WHAT THE EXERCISE ASKS:
Give back the full data, retyped precisely.

SUPPLIED DATA:
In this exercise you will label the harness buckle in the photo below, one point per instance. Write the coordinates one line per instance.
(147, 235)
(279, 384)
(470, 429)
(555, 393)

ANSWER TO THIS TASK:
In this exercise you will label the harness buckle in the photo below, one point per instance. Write the coordinates one line per instance.
(147, 235)
(279, 384)
(470, 429)
(555, 393)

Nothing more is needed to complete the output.